═════ ЦИТИРУЕМЫЙ ТЕКСТ
С семьей Меней я был знаком с ранних лет, с 46-го года — просто потому, что мы с Павлом Менем, младшим братом отца Александра, с первого по десятый класс учились вместе в школе в Стремянном переулке (ныне Московская вальдорфская школа №1060. — БГ) и до сих пор остаемся самыми близкими друзьями. Так что с самого начала у меня был перед глазами пример людей, которые ходят в церковь, но сам я крещен не был. Принял крещение уже в 1958 году — спустя два года после окончания школы. Однажды прекрасным летним вечером вдруг почувствовал, что за всем этим что-то есть. Почувствовал, что есть Бог. А раз так, значит, все, что делает семья Меней, которую я любил и знал, — правильно и так и надо жить. На следующий день пошел к Павлу и говорю: «Давай, рассказывай мне о вере». А я тогда жил у них на даче, готовился к поступлению в вуз — и там меня стали готовить к крещению.
Об ученом, который был слесарем и стал священником
В институт я поступил не сразу после школы, потому что в то время принимали только людей с рабочим стажем не менее двух лет. Если стаж был больше, можно было поступить и с тройками, а я — без стажа — не прошел даже с тремя пятерками и четверкой. Тогда я пошел работать помощником слесаря в тот же Плехановский институт, куда в результате и поступил. Работать было несложно — были ведь старшие товарищи. Сначала я просто что-то поддерживал, потом стал сам что-то делать.
Проучившись полтора года в Плехановском, я перешел на биофак Педагогического университета. Позже работал в Институте биологии развития РАН. Благословение оставить науку и поступить в семинарию я получил от отца Александра Меня в 1972 году. В то жаркое лето мы жили у отца Александра на даче в Семхозе — поближе к Загорску, Сергиеву Посаду, где мне нужно было вскоре сдавать вступительные экзамены.
Любопытно, что именно этот год описан в недавно вышедшем документальном фильме Александра Архангельского «Жара» как время обострения духовного поиска среди интеллигенции. Действительно, в обществе, видимо, шли какие-то процессы, и именно тогда, в начале 1970-х, я стал задумываться о том, что есть, наверное, смысл оставить научную работу и перейти туда, где, как мне казалось, происходит нечто более важное. Тогда еще существовала пропасть между наукой и религией, так что, оставшись в науке, я мог оказаться между двух стульев, тем более что занимался я генетикой. Некоторые — например, отец Глеб Каледа — совмещали занятия наукой и пастырское служение. Но отец Глеб был катакомбным священником, и я не был с ним знаком. Я советовался с отцом Александром Менем, и мы с ним говорили именно об официальном служении.
══════════
• _ЗАДАНИЕ A_: Найдите в списке все строки со словом «vertical» и выпишите их.
═════ ИСХОДНЫЕ ДАННЫЕ
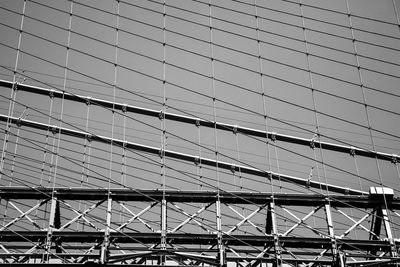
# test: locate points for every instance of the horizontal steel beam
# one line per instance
(233, 197)
(211, 124)
(193, 239)
(181, 156)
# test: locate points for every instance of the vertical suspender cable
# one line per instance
(163, 143)
(11, 105)
(221, 252)
(271, 207)
(13, 94)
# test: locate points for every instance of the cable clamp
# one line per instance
(53, 129)
(233, 168)
(312, 144)
(273, 136)
(124, 107)
(234, 129)
(394, 158)
(352, 151)
(88, 100)
(89, 137)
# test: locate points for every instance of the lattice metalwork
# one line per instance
(208, 133)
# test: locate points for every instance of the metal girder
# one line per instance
(196, 239)
(205, 123)
(226, 197)
(185, 157)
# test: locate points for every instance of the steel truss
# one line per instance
(256, 237)
(158, 227)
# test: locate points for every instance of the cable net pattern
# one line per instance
(166, 132)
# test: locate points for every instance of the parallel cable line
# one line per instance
(182, 156)
(206, 123)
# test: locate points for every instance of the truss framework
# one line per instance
(249, 239)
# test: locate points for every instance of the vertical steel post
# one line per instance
(389, 233)
(221, 252)
(331, 232)
(106, 243)
(277, 247)
(163, 230)
(50, 228)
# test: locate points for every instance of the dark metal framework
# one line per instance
(56, 242)
(116, 242)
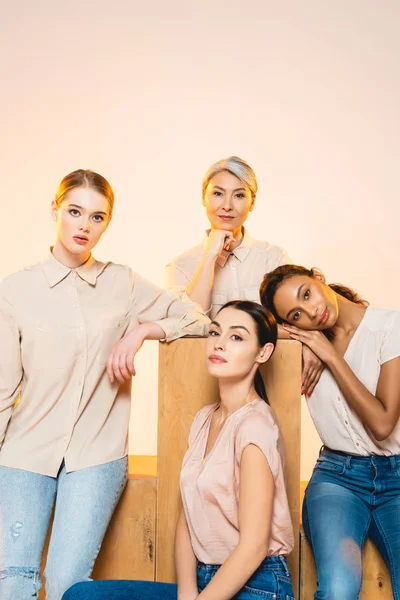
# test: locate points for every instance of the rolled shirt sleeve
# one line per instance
(176, 316)
(10, 361)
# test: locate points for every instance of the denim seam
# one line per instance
(389, 551)
(118, 493)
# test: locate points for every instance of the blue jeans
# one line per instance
(271, 581)
(85, 502)
(348, 499)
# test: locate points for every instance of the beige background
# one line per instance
(150, 93)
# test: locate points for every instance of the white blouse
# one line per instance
(376, 341)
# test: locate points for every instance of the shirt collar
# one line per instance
(241, 252)
(56, 271)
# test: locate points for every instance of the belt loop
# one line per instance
(285, 565)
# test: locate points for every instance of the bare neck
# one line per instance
(67, 258)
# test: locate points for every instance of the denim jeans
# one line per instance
(271, 581)
(348, 499)
(85, 502)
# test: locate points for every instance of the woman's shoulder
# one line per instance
(382, 320)
(257, 415)
(199, 420)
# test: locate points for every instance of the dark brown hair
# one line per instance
(85, 178)
(273, 280)
(267, 332)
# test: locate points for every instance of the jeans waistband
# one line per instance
(278, 562)
(375, 459)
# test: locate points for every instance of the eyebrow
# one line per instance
(298, 298)
(224, 189)
(231, 327)
(97, 212)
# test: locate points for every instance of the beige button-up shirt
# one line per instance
(238, 274)
(57, 326)
(375, 341)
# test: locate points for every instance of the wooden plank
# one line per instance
(180, 398)
(128, 549)
(376, 579)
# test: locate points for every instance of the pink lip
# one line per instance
══════════
• _ЗАДАНИЕ B_: Подхватите воспоминания о пути от науки к священству и продолжите их сразу после последнего приведенного предложения.

• _ОТВЕТ A_:
# test: locate points for every instance of the vertical suspender cable
# test: locate points for every instance of the vertical steel post

• _ОТВЕТ B_:
О науке, религии и КГБ
Но невозможность совмещать науку со служением была не единственной причиной, по которой мне пришлось уволиться из института. Если бы я остался, меня могли не принять в семинарию. Ведь все контролировал КГБ — поступление в духовные заведения, дьяконские и епископские хиротонии и прочее, а моя ситуация была непростая — кандидат биологических наук, сотрудник академического института вдруг идет в семинарию! Так что ректор, у которого были по моему поводу особенные опасения, даже при том что я ушел из института, посоветовал мне подать документы в последний день, чтобы не привлекать особого внимания. Сходная ситуация была и при подаче документов на дьяконскую хиротонию — я также сделал это в последний день.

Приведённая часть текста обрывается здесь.